- **Given text**:
━━━

Nearly 2,500 Vietnam veterans are laid to rest at the Mountain Home National Cemetery in Johnson City.
The military members honored by friends, families, and partners in combat as each individual name was read by one of 50 volunteers. The list took just over six hours to complete.
“I’m that age. I didn’t get to serve for medical reasons, but I had a lot of friends who did serve. This is a way I can give back,” Wes Johnson said. He volunteers with Rolling Thunder, which is an organization that assists veterans. He said he recognized some of the names on the list from assisting at the Mountain Home VA Medical Center.
Every person had a very distinct and special connection to why he or she offered to read through the list of names.
“I thought of how they sacrificed their lives for us, and what their families have went through too that we might have the freedom that we have,” volunteer Lula Bell Street said. Street said her husband and brother are both veterans. She enjoys helping whenever she can for veterans.
“It’s sort of hard to think about it, but we need to think about it. It helps with our healing process,” Keith Jones said. Jones spent 1967 in vietnam with the army as a combat medic. “All of us lost lots of friends, and I think this is a way we can remember and show our respect,” he said.

━━━

- **Recorded information**:
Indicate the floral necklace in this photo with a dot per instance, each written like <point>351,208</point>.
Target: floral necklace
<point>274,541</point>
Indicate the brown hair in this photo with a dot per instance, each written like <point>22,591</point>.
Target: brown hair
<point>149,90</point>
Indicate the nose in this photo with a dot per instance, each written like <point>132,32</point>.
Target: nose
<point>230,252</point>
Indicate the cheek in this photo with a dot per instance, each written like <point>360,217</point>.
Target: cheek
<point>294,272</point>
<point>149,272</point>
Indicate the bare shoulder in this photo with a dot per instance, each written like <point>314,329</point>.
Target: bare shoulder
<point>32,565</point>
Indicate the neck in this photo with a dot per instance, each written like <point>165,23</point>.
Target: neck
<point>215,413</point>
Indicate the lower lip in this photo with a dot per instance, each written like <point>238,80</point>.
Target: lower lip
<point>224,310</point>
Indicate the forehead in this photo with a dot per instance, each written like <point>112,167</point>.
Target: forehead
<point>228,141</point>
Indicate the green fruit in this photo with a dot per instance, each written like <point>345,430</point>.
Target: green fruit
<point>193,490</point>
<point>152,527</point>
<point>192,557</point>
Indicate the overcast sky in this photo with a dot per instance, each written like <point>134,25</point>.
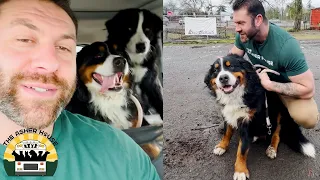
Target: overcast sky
<point>315,3</point>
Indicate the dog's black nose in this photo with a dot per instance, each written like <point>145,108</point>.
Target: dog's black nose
<point>119,62</point>
<point>224,78</point>
<point>140,47</point>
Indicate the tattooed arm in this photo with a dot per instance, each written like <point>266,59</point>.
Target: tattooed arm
<point>301,86</point>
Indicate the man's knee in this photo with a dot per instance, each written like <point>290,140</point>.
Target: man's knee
<point>306,120</point>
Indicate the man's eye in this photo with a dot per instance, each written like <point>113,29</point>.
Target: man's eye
<point>63,48</point>
<point>25,40</point>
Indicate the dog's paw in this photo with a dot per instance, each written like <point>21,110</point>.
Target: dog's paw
<point>271,152</point>
<point>240,176</point>
<point>218,151</point>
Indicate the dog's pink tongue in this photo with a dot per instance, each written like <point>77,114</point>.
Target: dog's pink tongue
<point>109,82</point>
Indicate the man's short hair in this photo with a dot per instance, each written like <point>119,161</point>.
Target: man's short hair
<point>254,7</point>
<point>63,4</point>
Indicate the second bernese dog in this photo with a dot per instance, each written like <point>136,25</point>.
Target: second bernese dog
<point>137,32</point>
<point>104,92</point>
<point>102,88</point>
<point>236,86</point>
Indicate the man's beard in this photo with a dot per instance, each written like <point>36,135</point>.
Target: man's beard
<point>253,31</point>
<point>30,113</point>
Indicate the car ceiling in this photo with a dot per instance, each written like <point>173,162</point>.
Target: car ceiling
<point>93,14</point>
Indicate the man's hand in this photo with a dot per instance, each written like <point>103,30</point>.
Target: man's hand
<point>265,80</point>
<point>297,88</point>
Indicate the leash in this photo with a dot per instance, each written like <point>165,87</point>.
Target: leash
<point>139,108</point>
<point>269,126</point>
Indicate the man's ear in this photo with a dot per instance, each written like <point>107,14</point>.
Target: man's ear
<point>258,20</point>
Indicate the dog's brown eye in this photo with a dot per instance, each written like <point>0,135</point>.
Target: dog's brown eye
<point>98,56</point>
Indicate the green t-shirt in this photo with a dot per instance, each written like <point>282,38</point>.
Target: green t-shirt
<point>280,52</point>
<point>92,150</point>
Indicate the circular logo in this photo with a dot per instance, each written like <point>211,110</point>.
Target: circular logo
<point>30,154</point>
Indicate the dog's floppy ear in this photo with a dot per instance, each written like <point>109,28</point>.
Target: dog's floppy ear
<point>245,64</point>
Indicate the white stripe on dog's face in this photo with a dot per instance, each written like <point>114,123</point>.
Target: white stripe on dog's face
<point>232,78</point>
<point>139,37</point>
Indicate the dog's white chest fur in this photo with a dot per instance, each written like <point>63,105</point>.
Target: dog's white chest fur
<point>111,107</point>
<point>138,72</point>
<point>234,108</point>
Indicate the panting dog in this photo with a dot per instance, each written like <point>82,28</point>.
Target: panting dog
<point>103,91</point>
<point>236,86</point>
<point>102,88</point>
<point>137,32</point>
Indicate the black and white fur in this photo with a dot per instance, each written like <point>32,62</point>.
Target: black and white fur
<point>247,94</point>
<point>114,106</point>
<point>137,32</point>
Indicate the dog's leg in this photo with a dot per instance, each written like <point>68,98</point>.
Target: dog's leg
<point>241,170</point>
<point>273,147</point>
<point>224,143</point>
<point>152,150</point>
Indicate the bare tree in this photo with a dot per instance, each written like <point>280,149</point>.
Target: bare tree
<point>195,6</point>
<point>170,6</point>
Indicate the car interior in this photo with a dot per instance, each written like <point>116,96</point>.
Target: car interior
<point>92,16</point>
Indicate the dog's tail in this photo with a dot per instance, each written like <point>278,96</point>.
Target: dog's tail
<point>292,135</point>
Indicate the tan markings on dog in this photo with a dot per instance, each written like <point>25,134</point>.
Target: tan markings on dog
<point>239,75</point>
<point>213,83</point>
<point>252,112</point>
<point>115,46</point>
<point>102,48</point>
<point>224,143</point>
<point>126,81</point>
<point>276,135</point>
<point>135,123</point>
<point>228,63</point>
<point>86,73</point>
<point>241,161</point>
<point>151,149</point>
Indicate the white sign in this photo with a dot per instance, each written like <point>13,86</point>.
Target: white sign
<point>200,26</point>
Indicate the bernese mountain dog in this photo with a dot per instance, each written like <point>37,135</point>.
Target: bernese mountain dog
<point>102,88</point>
<point>137,32</point>
<point>236,86</point>
<point>104,92</point>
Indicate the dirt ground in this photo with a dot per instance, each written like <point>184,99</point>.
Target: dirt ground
<point>189,106</point>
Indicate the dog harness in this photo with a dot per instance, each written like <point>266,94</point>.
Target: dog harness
<point>269,126</point>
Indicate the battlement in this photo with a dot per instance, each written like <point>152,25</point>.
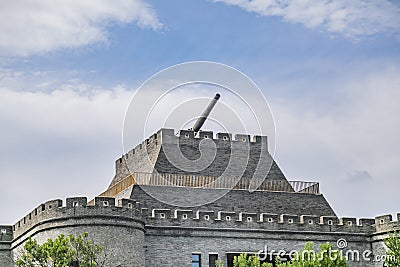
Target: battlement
<point>164,136</point>
<point>76,207</point>
<point>6,233</point>
<point>268,221</point>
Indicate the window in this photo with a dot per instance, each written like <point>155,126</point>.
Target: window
<point>196,260</point>
<point>212,258</point>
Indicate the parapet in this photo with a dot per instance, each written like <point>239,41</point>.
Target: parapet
<point>267,221</point>
<point>6,233</point>
<point>104,211</point>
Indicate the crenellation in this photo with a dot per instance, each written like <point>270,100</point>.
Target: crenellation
<point>161,213</point>
<point>224,136</point>
<point>53,204</point>
<point>227,216</point>
<point>366,222</point>
<point>260,139</point>
<point>183,214</point>
<point>310,219</point>
<point>188,134</point>
<point>206,215</point>
<point>129,204</point>
<point>269,217</point>
<point>76,202</point>
<point>206,135</point>
<point>242,138</point>
<point>289,219</point>
<point>329,220</point>
<point>248,217</point>
<point>6,233</point>
<point>383,219</point>
<point>104,202</point>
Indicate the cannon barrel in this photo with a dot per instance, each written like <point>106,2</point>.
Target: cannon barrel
<point>200,121</point>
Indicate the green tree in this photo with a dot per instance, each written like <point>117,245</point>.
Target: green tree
<point>62,252</point>
<point>248,261</point>
<point>393,253</point>
<point>308,257</point>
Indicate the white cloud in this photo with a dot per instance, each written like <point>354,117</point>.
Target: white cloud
<point>32,26</point>
<point>352,19</point>
<point>352,149</point>
<point>63,142</point>
<point>57,143</point>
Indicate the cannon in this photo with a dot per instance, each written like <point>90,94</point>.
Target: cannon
<point>200,121</point>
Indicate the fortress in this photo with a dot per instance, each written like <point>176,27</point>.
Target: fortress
<point>157,214</point>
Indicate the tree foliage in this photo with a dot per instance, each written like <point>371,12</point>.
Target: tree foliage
<point>62,252</point>
<point>393,253</point>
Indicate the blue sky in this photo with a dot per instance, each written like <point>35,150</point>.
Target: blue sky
<point>329,69</point>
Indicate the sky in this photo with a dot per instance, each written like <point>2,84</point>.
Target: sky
<point>329,69</point>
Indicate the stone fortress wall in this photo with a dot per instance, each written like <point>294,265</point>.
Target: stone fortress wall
<point>156,153</point>
<point>120,228</point>
<point>142,231</point>
<point>141,236</point>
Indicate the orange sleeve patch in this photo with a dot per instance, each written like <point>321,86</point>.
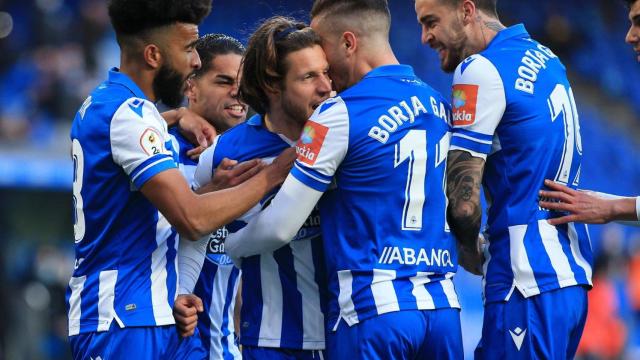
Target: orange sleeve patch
<point>465,99</point>
<point>310,143</point>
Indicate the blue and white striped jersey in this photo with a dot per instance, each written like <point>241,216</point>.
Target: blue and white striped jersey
<point>282,292</point>
<point>209,272</point>
<point>125,266</point>
<point>384,144</point>
<point>513,105</point>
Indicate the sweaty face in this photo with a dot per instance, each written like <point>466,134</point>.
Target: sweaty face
<point>306,84</point>
<point>443,31</point>
<point>180,61</point>
<point>338,66</point>
<point>633,36</point>
<point>214,94</point>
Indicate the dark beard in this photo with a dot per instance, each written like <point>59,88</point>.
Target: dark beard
<point>168,86</point>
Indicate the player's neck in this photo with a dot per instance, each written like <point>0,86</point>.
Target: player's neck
<point>278,122</point>
<point>141,77</point>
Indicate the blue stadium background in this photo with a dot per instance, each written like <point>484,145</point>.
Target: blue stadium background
<point>52,52</point>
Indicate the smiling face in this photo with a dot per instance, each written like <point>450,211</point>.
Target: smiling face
<point>214,94</point>
<point>443,31</point>
<point>306,83</point>
<point>633,36</point>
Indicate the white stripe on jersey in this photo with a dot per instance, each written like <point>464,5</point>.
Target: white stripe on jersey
<point>450,291</point>
<point>76,284</point>
<point>159,291</point>
<point>522,271</point>
<point>312,317</point>
<point>216,316</point>
<point>348,309</point>
<point>106,295</point>
<point>384,295</point>
<point>577,254</point>
<point>424,300</point>
<point>271,322</point>
<point>559,260</point>
<point>233,347</point>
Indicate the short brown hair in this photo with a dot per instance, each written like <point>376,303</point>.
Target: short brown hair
<point>263,64</point>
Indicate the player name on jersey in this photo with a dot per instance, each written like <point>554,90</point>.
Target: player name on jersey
<point>399,115</point>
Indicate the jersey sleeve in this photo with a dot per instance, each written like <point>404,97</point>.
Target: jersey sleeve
<point>140,142</point>
<point>204,170</point>
<point>478,105</point>
<point>322,145</point>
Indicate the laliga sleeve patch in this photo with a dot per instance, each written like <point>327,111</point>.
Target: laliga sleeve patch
<point>151,142</point>
<point>310,143</point>
<point>465,98</point>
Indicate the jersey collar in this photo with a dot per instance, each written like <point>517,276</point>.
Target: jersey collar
<point>255,120</point>
<point>515,31</point>
<point>116,77</point>
<point>390,71</point>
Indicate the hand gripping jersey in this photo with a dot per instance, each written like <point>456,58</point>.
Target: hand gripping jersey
<point>125,266</point>
<point>513,105</point>
<point>384,143</point>
<point>282,300</point>
<point>208,273</point>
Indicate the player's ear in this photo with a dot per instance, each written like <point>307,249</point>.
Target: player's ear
<point>191,90</point>
<point>349,42</point>
<point>153,56</point>
<point>468,11</point>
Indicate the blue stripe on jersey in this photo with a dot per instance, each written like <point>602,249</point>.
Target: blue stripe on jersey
<point>248,141</point>
<point>469,144</point>
<point>228,302</point>
<point>291,335</point>
<point>150,168</point>
<point>475,135</point>
<point>311,178</point>
<point>204,287</point>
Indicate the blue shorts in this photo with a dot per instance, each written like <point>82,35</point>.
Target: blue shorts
<point>140,343</point>
<point>545,326</point>
<point>265,353</point>
<point>409,334</point>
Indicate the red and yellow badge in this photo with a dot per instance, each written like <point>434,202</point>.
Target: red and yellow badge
<point>465,98</point>
<point>151,142</point>
<point>310,143</point>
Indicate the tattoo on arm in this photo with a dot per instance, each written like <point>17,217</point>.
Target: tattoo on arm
<point>464,176</point>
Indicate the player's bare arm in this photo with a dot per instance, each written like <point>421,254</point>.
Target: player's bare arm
<point>193,126</point>
<point>464,213</point>
<point>586,207</point>
<point>197,215</point>
<point>230,173</point>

━━━

- **What you need to do**:
(1) In the article on the Vietnam veterans name reading, swap "Mountain Home" for "Blue Ridge" and give the passage between "Nearly 2,500 Vietnam" and "VA Medical Center.", inclusive.
(2) Answer these questions from the article on the Vietnam veterans name reading:
(a) How many volunteers read the names?
(b) What organization does Wes Johnson volunteer with?
(c) In what capacity did Keith Jones serve in Vietnam?
(3) Write the next part of the article on the Vietnam veterans name reading, starting after its final sentence.

- **Answers provided**:
(1)
Nearly 2,500 Vietnam veterans are laid to rest at the Blue Ridge National Cemetery in Johnson City.
The military members honored by friends, families, and partners in combat as each individual name was read by one of 50 volunteers. The list took just over six hours to complete.
“I’m that age. I didn’t get to serve for medical reasons, but I had a lot of friends who did serve. This is a way I can give back,” Wes Johnson said. He volunteers with Rolling Thunder, which is an organization that assists veterans. He said he recognized some of the names on the list from assisting at the Blue Ridge VA Medical Center.

(2)
(a) 50
(b) Rolling Thunder
(c) As an army combat medic

(3)
Often, this era of war can bring back painful thoughts. “A lot of those gentlemen and ladies, when they came back, it was a whole different political climate at that time. They weren’t really welcomed back. They didn’t get their homecoming like a lot of the other veterans did,” Historian and veteran Allen Jackson said.
Johnson said, “When they came back from Vietnam, they were called baby killers. They were spit on, and it wasn’t popular to be in the military then.”
That is why this Johnson City community wanted to make sure every single Vietnam veteran was honored.
“To me, those veterans are not gone if they’re still stuck into here, into your heart and they’re remembered. So when they’re not remembered anymore, then they are truly gone,” Jackson said.
Volunteers in Johnson City read 2,444 names of those Vietnam veterans buried at the cemetery. Of the veterans laid to rest there, 58 of those Vietnam veterans are from Washington County, Tennessee. Officials also recognized four veterans who were killed in Vietnam and two who are listed as missing in action.